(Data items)
--- START ---

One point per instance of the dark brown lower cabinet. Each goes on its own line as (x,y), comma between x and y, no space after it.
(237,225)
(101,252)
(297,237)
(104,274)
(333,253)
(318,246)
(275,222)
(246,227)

--- END ---

> **What the exercise asks**: Exactly as written, please output every entry.

> **Output**:
One point per instance of the dark brown lower cabinet. Each goes on its own line as (x,y), comma between x and y, no space after it.
(237,225)
(101,252)
(297,237)
(104,274)
(333,253)
(318,246)
(275,222)
(246,227)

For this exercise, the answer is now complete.